_Task directions_.
Every line that holds the word "head" needs to be copied from the data below.

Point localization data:
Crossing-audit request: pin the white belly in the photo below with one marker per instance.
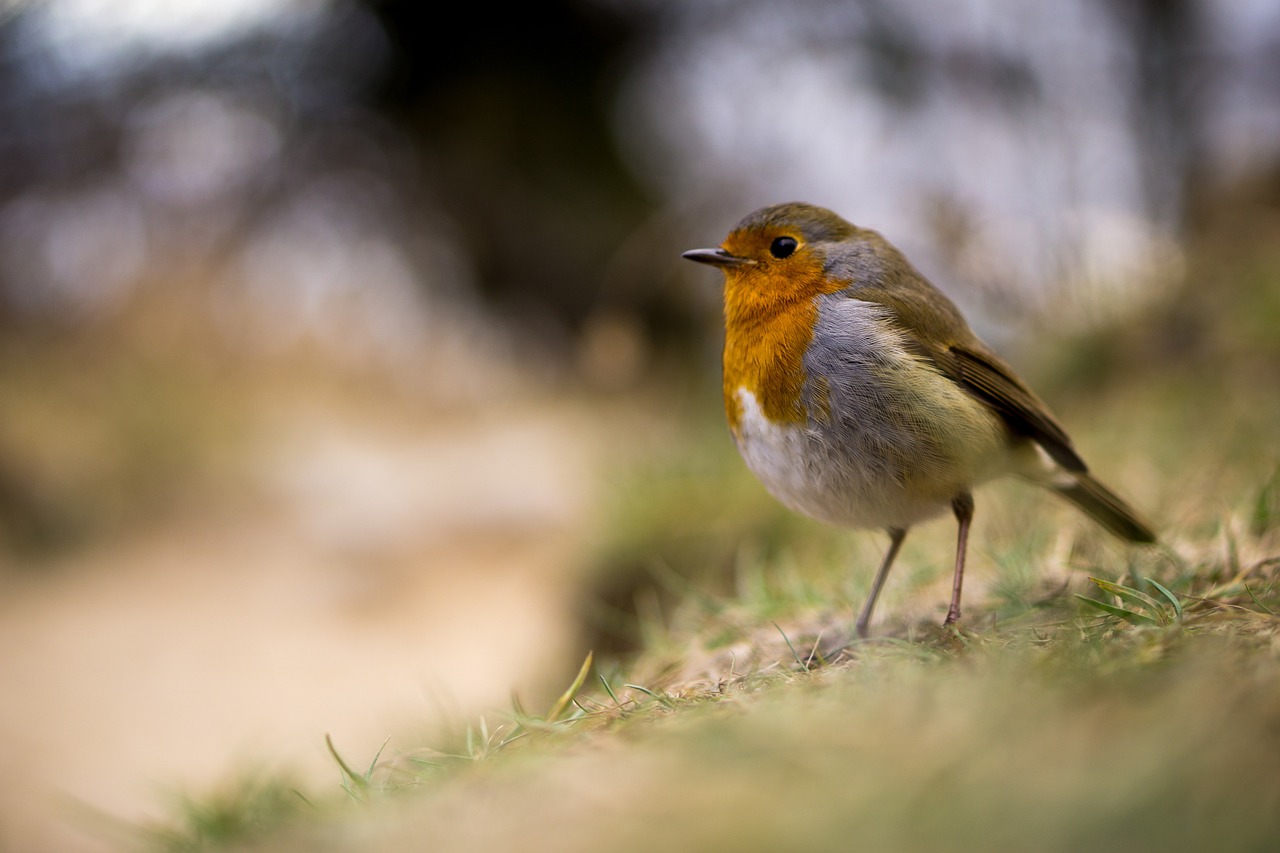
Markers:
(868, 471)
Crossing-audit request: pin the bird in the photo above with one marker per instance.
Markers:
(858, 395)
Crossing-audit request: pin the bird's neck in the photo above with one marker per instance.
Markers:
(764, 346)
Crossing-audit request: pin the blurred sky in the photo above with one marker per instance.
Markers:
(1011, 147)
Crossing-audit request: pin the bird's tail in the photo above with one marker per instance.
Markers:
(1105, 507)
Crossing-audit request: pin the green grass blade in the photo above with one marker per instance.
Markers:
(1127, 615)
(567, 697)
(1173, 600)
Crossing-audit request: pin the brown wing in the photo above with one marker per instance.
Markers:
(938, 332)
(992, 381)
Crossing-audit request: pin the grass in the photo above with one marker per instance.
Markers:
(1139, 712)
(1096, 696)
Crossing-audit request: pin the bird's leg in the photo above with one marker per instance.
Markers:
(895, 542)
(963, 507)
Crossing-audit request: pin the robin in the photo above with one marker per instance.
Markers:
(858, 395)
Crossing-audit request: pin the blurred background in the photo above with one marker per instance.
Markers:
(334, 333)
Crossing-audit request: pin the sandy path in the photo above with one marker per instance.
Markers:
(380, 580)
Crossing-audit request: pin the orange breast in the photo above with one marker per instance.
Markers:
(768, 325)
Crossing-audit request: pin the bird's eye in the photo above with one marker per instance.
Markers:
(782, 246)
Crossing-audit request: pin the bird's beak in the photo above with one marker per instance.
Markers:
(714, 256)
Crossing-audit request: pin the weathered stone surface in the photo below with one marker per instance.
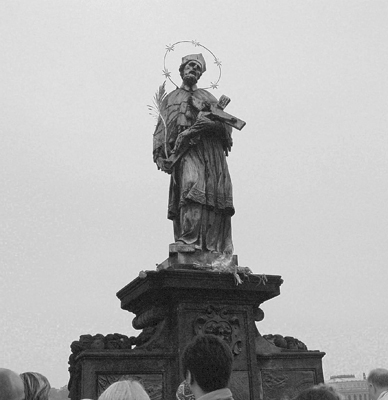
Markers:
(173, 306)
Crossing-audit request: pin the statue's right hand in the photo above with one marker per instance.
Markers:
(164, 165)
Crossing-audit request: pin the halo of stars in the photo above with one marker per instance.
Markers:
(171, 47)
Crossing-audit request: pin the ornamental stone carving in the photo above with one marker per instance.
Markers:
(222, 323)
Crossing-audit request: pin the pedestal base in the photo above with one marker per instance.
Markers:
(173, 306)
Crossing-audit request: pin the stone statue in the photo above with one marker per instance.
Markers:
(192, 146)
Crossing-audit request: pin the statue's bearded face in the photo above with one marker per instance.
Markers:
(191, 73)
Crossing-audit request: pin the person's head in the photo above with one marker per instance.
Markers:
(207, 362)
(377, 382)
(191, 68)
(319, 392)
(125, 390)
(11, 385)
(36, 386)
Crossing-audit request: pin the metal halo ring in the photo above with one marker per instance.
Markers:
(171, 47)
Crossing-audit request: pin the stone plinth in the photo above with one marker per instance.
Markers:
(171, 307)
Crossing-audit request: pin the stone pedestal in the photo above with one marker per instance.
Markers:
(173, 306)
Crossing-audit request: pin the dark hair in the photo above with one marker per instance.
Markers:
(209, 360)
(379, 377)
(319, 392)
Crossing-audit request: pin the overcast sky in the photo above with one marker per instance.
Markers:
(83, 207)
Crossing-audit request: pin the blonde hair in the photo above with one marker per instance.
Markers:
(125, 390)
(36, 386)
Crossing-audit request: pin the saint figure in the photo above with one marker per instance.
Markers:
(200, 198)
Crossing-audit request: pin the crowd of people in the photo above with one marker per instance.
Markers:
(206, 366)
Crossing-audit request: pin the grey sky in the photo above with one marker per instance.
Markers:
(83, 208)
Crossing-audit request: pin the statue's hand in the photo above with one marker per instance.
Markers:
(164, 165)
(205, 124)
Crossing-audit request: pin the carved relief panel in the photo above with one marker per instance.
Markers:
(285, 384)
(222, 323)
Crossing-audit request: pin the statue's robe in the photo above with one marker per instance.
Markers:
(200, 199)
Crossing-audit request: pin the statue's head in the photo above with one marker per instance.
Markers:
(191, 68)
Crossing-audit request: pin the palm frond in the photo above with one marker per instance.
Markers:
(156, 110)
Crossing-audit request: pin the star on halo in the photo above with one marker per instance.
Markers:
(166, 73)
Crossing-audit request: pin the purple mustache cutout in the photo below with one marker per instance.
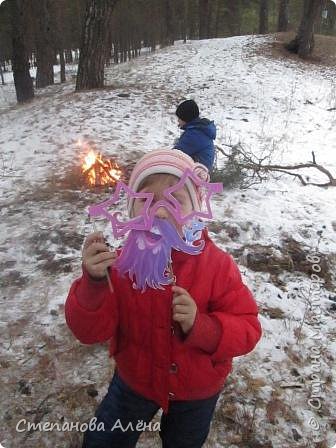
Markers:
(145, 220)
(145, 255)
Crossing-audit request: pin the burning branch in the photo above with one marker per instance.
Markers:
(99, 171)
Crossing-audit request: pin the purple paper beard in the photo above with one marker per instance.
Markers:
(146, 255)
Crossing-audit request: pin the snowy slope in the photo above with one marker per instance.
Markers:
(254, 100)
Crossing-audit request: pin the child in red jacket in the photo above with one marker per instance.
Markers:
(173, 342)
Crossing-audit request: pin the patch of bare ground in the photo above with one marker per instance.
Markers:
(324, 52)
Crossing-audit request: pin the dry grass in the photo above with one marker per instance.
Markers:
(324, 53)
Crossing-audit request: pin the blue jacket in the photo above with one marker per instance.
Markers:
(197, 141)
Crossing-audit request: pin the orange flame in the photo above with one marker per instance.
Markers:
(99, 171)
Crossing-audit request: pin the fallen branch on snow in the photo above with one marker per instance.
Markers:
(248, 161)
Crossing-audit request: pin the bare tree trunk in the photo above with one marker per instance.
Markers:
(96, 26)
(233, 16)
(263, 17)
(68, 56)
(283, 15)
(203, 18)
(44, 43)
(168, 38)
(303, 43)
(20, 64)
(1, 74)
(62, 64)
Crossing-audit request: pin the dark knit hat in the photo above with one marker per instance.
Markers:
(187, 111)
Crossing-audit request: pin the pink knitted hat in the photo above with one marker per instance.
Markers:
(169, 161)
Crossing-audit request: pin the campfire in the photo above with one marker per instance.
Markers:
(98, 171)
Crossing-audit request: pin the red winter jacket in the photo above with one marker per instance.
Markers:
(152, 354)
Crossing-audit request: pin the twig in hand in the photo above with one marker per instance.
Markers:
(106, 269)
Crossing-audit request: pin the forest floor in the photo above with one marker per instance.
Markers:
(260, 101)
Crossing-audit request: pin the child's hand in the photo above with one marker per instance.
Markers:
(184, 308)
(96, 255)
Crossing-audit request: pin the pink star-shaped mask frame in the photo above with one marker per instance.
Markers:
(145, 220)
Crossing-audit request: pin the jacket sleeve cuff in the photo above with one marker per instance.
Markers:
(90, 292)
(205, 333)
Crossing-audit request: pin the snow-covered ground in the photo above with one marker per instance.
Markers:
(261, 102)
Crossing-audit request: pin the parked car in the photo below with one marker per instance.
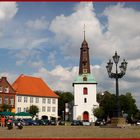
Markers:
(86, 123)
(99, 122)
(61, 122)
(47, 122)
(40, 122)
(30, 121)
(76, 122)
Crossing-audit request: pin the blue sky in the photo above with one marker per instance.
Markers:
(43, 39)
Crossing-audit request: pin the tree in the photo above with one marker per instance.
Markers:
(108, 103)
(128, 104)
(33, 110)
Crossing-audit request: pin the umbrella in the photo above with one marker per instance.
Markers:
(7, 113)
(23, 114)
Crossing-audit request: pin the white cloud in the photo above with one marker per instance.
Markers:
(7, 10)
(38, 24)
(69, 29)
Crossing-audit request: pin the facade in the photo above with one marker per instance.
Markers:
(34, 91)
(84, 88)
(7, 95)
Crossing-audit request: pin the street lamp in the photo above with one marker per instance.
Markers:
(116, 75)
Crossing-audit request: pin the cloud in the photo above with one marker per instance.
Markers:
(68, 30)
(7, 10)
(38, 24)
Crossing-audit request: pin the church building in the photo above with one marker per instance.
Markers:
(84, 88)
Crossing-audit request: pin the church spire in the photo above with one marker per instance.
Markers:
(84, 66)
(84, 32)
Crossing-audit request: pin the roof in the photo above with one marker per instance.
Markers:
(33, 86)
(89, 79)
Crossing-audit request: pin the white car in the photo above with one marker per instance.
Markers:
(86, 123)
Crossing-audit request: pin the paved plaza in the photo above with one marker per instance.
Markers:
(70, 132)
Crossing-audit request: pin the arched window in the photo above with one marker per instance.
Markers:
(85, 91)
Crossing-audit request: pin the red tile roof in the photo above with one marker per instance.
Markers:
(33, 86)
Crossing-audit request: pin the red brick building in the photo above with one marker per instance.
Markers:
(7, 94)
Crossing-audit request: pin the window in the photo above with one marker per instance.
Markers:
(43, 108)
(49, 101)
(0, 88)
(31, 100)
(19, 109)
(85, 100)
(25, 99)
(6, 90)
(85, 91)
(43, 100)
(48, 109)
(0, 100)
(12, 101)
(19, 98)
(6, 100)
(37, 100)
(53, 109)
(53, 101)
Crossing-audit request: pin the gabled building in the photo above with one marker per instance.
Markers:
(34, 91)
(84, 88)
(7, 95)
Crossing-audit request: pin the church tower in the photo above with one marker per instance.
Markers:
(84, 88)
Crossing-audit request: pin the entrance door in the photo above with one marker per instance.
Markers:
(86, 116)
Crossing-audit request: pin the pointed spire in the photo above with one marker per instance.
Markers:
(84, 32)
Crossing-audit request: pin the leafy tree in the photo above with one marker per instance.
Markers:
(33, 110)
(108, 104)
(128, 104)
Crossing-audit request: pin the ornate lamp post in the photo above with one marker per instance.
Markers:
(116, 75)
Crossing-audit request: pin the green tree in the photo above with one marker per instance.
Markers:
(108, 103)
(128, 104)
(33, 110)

_Written answer_.
Crossing-audit request: pin the person's head in the photo above with one marker per instance.
Crossing-audit request: pin the statue's head in the photo above with one marker per instance.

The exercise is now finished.